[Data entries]
[BEGIN]
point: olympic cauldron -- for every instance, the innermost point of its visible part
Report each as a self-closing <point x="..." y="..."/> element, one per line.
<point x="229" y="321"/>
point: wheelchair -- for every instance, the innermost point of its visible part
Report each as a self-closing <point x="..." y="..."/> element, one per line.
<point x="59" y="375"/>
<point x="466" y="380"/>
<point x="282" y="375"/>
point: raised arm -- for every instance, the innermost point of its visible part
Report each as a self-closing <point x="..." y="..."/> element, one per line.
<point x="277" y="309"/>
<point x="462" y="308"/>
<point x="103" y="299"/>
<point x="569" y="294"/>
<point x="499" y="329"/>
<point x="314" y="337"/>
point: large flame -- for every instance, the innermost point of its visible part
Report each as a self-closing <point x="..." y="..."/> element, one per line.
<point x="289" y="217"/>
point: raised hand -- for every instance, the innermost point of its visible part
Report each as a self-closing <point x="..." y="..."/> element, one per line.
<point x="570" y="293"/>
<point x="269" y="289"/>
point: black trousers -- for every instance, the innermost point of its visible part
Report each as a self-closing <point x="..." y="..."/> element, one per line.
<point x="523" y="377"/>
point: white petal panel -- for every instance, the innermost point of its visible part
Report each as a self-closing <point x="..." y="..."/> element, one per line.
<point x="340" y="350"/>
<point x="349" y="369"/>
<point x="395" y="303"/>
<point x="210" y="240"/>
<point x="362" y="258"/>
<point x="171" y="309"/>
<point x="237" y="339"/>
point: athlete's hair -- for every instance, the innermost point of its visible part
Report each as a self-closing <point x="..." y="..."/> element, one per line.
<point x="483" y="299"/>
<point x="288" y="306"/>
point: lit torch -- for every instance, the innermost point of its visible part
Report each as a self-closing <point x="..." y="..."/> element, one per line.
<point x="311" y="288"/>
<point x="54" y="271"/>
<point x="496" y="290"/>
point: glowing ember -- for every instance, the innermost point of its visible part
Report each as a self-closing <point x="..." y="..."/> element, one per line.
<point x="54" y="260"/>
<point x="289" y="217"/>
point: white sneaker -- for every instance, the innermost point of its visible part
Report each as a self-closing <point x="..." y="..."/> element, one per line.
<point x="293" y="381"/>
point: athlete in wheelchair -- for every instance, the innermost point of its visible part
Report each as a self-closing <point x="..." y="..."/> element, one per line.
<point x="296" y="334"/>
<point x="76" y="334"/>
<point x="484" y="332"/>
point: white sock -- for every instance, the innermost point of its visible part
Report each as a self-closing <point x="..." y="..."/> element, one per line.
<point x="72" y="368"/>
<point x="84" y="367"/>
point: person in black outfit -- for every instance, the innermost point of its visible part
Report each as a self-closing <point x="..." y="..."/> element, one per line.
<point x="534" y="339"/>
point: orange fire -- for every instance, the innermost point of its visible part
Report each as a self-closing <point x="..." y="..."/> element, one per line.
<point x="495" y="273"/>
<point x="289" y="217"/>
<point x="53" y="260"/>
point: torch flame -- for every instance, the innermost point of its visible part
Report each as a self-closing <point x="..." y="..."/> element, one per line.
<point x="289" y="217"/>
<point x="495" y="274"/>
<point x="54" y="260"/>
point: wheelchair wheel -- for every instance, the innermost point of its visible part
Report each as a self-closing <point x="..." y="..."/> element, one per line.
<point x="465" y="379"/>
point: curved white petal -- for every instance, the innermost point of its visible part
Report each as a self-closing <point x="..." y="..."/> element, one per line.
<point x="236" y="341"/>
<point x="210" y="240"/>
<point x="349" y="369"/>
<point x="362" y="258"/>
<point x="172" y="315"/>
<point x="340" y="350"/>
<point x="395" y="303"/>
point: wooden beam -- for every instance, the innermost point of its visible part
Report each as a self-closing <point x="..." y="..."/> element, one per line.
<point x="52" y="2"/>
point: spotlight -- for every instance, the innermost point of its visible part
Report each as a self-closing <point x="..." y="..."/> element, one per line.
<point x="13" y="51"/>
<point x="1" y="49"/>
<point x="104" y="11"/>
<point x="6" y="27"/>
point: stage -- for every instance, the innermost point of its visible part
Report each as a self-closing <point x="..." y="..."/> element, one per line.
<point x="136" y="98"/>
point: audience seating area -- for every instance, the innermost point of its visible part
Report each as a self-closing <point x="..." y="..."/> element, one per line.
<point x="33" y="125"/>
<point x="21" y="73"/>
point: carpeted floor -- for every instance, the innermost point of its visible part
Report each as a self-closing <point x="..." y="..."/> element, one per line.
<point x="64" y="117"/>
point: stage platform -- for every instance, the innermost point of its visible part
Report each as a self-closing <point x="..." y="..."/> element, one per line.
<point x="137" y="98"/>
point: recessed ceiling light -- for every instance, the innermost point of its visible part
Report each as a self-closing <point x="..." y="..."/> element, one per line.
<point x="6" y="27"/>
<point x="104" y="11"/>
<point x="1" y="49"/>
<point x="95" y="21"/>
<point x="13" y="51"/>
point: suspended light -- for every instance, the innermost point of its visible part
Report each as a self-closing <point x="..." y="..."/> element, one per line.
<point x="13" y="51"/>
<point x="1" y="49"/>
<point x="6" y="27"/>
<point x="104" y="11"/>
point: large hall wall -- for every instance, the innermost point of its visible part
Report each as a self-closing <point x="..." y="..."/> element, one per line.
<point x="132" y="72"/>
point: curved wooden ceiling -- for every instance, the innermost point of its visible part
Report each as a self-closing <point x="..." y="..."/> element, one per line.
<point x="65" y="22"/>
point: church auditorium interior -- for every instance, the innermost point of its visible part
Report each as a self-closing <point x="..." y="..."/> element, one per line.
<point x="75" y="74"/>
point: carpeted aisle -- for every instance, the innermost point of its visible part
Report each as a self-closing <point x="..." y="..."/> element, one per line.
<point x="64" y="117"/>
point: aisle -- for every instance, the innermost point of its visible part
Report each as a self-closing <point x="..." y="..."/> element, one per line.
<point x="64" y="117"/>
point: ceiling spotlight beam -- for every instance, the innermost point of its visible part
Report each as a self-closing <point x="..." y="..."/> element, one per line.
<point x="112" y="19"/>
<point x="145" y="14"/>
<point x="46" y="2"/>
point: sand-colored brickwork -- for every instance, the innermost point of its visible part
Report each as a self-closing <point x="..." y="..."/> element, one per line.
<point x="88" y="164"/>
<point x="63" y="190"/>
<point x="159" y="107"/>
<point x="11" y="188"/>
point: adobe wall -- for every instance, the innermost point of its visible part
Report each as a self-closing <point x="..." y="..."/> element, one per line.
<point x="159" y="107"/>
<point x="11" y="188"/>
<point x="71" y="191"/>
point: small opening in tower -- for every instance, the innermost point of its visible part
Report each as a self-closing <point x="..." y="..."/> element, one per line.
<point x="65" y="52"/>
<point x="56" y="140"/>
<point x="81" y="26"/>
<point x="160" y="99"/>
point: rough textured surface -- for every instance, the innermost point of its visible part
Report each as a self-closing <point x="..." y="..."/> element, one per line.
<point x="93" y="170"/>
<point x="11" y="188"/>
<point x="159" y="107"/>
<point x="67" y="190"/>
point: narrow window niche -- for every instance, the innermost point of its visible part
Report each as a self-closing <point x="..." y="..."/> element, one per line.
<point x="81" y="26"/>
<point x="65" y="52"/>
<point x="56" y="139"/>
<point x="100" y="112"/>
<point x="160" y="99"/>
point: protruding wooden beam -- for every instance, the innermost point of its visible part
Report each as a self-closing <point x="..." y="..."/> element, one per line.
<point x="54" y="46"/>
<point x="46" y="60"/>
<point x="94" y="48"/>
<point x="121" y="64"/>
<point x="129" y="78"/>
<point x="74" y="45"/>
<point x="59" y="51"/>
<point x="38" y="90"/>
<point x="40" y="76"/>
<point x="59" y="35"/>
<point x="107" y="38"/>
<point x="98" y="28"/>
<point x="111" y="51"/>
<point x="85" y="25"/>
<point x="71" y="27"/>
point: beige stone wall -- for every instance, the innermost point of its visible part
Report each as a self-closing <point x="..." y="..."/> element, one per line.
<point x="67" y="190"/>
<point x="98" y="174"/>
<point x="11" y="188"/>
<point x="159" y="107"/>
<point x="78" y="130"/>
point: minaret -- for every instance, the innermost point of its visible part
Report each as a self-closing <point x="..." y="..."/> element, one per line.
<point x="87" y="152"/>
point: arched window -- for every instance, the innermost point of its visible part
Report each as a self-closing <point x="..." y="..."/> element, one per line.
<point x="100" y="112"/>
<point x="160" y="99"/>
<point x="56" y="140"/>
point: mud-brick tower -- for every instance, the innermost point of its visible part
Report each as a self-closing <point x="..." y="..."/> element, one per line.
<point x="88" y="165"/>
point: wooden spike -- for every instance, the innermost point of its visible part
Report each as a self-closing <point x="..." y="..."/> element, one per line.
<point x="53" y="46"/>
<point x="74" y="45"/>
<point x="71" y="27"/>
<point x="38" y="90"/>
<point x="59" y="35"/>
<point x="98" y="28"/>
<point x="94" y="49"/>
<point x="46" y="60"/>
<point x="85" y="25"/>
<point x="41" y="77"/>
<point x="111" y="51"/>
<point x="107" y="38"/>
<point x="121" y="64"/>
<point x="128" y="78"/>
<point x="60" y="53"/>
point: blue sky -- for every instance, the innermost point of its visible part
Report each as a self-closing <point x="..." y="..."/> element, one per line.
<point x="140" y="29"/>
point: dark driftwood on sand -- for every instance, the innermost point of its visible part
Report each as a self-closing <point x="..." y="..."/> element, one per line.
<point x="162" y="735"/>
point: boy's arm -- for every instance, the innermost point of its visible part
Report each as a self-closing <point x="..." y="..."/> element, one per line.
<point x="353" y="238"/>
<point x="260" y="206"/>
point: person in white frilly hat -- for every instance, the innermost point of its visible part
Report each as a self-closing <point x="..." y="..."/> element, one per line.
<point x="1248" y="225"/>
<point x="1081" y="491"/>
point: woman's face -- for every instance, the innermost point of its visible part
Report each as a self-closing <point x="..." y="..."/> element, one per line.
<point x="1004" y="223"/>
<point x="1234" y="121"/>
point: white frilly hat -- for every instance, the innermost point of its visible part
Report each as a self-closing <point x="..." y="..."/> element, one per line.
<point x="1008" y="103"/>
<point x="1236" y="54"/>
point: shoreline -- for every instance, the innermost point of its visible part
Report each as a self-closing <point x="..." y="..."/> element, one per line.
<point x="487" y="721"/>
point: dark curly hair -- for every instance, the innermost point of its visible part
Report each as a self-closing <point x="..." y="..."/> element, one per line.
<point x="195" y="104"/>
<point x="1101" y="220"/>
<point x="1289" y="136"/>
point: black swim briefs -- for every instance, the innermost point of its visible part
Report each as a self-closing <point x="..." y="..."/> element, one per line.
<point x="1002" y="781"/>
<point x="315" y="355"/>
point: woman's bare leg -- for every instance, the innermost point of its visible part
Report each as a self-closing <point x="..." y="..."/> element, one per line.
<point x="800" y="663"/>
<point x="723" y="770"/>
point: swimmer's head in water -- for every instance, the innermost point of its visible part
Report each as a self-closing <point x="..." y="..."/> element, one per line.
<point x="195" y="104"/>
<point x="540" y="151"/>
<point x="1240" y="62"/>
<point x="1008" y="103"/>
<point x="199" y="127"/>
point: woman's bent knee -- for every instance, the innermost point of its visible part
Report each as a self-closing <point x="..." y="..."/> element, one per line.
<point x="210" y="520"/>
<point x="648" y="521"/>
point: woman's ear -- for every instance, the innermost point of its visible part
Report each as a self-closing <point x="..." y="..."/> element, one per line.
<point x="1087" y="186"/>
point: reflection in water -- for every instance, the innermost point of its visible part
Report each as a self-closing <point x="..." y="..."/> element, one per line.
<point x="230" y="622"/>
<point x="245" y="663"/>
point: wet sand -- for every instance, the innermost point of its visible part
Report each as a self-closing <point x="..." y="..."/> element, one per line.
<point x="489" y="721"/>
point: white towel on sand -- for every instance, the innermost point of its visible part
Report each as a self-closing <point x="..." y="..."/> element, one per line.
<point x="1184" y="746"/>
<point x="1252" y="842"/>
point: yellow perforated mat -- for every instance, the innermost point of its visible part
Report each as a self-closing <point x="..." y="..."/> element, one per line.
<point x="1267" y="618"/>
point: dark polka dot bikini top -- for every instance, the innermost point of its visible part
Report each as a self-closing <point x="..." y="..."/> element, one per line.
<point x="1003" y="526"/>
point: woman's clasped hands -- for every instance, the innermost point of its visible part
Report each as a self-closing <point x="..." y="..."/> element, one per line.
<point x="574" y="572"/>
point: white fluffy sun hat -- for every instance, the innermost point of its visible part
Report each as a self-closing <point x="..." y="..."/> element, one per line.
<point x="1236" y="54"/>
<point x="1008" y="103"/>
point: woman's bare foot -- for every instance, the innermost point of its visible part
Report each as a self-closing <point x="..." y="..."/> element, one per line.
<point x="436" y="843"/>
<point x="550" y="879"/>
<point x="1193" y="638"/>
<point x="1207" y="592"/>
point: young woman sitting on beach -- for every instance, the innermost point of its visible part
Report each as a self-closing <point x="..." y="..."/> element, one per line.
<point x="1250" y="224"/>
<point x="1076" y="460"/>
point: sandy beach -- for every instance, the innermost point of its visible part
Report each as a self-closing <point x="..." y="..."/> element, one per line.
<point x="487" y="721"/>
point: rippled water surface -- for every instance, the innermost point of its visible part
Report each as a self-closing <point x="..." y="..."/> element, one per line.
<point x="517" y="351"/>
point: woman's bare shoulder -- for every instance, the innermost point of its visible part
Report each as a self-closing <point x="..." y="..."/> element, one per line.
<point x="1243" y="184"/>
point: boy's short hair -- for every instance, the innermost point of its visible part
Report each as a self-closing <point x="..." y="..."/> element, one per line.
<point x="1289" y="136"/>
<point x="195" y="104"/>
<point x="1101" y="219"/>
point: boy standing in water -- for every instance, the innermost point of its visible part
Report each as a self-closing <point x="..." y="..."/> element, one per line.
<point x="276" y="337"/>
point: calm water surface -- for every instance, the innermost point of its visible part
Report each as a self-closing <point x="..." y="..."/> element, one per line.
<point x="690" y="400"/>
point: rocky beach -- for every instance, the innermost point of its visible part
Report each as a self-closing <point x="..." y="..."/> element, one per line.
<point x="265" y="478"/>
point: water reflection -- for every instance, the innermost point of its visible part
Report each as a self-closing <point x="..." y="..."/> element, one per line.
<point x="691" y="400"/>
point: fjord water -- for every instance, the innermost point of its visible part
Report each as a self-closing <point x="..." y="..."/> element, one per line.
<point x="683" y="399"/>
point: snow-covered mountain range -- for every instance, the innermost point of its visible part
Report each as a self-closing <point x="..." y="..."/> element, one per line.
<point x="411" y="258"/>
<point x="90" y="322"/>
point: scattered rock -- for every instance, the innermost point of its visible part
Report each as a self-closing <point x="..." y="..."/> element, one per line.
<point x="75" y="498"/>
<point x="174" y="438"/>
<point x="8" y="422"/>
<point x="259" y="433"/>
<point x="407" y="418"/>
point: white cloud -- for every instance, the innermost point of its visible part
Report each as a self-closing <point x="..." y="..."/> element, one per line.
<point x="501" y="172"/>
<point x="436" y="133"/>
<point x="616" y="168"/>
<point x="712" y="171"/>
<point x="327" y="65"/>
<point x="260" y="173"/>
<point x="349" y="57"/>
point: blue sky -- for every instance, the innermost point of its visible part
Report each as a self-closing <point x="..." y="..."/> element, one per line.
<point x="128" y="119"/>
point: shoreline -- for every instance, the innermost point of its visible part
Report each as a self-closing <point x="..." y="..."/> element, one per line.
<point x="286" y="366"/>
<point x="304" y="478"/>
[END]
WHAT IS BEING ASKED: Your task is to write out the lines from the one with "point: white cloud" through the end of the records, exactly and with nothing added.

SOLUTION FOR THIS TASK:
point: white cloud -- for every instance, the innermost point of its visible part
Report each as a self-closing <point x="..." y="..."/> element, one per line.
<point x="501" y="172"/>
<point x="436" y="133"/>
<point x="616" y="168"/>
<point x="712" y="171"/>
<point x="327" y="65"/>
<point x="260" y="173"/>
<point x="349" y="57"/>
point: blue sky -- for every instance, the innermost point of its visible part
Report each as a self-closing <point x="..." y="..."/> element, one per line.
<point x="128" y="119"/>
point: shoreline -- for every instance, the innermost point of its visible part
Report each as a self-closing <point x="..." y="..."/> element, one per line.
<point x="286" y="366"/>
<point x="304" y="478"/>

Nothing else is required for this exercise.